TASK DATA:
[Start of Attachment]
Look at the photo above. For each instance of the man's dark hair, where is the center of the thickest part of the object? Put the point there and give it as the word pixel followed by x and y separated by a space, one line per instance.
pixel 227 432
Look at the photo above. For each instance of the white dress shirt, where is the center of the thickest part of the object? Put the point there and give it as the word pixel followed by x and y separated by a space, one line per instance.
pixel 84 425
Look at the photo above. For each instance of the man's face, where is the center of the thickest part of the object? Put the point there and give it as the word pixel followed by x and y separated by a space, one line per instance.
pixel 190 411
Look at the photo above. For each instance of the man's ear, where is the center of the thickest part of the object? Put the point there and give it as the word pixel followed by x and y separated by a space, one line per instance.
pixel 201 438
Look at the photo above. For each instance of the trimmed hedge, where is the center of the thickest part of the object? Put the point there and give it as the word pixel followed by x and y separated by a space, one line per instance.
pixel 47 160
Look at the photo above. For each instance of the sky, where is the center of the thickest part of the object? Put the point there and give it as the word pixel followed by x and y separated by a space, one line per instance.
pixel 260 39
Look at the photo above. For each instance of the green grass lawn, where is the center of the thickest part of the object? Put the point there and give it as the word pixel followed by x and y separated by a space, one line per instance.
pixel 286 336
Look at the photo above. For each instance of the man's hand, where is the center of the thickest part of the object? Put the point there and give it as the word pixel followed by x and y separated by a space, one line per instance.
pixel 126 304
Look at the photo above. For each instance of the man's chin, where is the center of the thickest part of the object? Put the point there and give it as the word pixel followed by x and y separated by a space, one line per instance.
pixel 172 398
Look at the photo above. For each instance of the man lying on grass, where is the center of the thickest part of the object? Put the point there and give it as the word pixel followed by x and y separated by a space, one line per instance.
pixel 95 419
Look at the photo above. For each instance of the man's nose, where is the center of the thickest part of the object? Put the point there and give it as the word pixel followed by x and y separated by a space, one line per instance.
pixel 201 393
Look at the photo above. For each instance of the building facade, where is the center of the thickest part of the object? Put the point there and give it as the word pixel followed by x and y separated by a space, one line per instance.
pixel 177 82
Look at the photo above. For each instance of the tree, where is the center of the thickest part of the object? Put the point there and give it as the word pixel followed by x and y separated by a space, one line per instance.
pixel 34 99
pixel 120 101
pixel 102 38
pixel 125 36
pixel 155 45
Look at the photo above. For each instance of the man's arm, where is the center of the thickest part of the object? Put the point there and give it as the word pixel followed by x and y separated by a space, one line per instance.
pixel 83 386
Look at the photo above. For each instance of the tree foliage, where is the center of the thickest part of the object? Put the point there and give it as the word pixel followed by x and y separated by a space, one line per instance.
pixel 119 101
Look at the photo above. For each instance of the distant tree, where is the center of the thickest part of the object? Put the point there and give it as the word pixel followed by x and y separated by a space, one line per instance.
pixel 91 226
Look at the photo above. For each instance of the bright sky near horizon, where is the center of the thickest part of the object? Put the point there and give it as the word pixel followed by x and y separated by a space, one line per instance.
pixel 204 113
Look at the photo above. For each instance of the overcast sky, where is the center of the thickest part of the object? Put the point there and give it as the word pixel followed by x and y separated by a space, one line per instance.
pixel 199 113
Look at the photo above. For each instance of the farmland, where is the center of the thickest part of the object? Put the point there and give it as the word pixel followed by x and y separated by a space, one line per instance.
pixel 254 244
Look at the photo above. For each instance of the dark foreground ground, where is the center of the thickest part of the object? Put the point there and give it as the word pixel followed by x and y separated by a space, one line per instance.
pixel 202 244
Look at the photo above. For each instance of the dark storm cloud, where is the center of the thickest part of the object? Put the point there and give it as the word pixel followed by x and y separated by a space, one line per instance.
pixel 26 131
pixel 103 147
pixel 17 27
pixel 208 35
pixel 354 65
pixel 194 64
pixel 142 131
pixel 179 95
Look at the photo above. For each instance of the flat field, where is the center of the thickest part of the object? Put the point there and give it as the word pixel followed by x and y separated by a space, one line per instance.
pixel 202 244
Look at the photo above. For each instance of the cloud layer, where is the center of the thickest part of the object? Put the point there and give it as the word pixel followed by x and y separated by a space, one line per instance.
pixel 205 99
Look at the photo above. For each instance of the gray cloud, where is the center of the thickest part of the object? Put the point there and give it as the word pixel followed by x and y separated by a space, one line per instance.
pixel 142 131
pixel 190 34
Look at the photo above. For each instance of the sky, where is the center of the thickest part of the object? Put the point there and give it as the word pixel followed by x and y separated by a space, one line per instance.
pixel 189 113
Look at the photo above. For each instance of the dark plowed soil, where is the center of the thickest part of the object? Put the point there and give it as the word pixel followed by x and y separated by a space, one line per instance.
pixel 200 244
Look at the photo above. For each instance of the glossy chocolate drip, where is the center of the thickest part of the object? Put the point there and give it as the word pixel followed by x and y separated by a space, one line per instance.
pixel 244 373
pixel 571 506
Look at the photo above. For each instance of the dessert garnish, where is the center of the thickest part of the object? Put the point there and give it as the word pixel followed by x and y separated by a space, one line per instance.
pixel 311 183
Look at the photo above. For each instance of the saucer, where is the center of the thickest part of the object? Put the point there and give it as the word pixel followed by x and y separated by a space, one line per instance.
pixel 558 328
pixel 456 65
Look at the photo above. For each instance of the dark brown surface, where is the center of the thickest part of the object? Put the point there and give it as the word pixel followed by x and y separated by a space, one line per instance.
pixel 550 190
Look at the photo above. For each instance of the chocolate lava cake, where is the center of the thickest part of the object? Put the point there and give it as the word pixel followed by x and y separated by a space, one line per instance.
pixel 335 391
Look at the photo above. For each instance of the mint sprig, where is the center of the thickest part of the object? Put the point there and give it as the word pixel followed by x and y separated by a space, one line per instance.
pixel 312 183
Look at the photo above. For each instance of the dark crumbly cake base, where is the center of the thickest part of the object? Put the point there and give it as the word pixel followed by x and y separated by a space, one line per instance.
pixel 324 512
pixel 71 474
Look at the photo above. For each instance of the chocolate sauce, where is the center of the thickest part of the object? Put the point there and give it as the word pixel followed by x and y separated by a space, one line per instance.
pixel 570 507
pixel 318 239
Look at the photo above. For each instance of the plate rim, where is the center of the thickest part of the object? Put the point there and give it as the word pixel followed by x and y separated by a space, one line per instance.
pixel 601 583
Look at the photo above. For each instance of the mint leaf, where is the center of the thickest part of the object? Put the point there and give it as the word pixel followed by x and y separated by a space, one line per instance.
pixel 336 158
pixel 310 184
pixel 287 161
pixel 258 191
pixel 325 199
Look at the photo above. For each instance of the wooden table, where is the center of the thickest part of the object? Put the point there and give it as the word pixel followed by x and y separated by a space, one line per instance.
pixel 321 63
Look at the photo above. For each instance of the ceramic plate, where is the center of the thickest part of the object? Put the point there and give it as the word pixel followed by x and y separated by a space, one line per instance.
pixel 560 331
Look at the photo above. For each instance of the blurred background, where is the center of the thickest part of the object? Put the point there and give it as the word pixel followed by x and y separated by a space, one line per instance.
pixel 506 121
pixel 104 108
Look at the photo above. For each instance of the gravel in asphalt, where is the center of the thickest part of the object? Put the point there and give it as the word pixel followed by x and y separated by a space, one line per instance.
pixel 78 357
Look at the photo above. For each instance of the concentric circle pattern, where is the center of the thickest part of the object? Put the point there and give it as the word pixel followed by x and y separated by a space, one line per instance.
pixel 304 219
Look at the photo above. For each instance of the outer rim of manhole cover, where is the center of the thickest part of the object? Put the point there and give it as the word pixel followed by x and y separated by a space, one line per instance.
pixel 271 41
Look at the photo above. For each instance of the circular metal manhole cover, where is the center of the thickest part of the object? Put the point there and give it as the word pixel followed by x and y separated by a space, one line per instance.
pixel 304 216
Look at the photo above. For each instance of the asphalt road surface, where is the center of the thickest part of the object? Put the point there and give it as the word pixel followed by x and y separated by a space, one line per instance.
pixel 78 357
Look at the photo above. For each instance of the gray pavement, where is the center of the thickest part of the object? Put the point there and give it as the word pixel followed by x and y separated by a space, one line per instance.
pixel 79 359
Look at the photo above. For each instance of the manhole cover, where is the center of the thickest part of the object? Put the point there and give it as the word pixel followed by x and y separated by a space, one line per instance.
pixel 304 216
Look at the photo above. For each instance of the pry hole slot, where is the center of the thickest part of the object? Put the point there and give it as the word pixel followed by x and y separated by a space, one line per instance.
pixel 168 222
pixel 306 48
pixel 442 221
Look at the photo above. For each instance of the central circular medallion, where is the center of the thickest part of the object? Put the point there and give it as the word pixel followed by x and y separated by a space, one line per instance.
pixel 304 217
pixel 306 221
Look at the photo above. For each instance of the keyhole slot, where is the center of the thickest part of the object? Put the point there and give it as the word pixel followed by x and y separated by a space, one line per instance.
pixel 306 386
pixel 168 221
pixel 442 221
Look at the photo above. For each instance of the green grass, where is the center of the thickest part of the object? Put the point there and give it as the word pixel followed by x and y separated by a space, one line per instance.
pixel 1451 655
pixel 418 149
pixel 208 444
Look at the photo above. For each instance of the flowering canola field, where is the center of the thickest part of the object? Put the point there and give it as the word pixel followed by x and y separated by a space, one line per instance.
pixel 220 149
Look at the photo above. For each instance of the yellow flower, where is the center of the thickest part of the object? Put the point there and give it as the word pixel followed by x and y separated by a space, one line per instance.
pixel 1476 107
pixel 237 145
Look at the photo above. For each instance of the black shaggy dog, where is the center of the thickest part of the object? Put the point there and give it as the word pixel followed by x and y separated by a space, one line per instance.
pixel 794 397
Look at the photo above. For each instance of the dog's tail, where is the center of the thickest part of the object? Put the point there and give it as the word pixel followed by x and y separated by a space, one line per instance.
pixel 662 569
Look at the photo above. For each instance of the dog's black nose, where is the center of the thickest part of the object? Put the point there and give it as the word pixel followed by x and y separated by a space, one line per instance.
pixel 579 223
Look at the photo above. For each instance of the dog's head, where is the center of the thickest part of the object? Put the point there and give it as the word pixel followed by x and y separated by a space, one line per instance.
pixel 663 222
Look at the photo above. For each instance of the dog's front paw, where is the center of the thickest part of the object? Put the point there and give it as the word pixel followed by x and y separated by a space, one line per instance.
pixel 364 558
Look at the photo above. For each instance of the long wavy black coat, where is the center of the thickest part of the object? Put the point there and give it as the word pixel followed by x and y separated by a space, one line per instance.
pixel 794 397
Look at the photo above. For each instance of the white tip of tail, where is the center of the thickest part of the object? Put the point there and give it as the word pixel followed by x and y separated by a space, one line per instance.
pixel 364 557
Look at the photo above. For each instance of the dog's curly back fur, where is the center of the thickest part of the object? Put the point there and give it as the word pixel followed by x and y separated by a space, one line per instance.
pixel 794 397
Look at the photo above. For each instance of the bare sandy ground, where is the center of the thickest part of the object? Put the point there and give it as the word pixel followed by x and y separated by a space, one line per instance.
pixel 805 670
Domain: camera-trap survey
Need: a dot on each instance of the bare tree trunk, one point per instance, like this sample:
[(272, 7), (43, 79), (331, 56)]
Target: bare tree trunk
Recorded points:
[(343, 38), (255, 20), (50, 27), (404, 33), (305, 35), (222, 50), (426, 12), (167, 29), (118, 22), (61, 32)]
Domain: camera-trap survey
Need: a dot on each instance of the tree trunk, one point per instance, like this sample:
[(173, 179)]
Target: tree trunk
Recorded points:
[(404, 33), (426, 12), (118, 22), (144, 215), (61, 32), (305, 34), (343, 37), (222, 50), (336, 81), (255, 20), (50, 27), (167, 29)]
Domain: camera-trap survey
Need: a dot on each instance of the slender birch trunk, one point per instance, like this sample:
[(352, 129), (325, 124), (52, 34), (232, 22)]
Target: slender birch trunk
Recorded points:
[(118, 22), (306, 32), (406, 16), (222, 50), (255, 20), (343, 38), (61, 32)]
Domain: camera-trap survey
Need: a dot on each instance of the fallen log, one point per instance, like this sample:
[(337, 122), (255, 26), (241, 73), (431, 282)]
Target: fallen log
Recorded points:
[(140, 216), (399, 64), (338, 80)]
[End of Attachment]
EXERCISE DETAILS: Copy out each line in the listing that has the word "sample".

FINISHED EXERCISE:
Need: a dot on each instance of the bare tree trunk, one point per instance, like this sample:
Need: a dot on each instance of the tree trunk, one point per instance, like this sample:
Need: a dot on each instance of the slender birch trunk, one point per instance, like this sample:
Need: a dot on each instance of the fallen log, one point per instance, like this sample:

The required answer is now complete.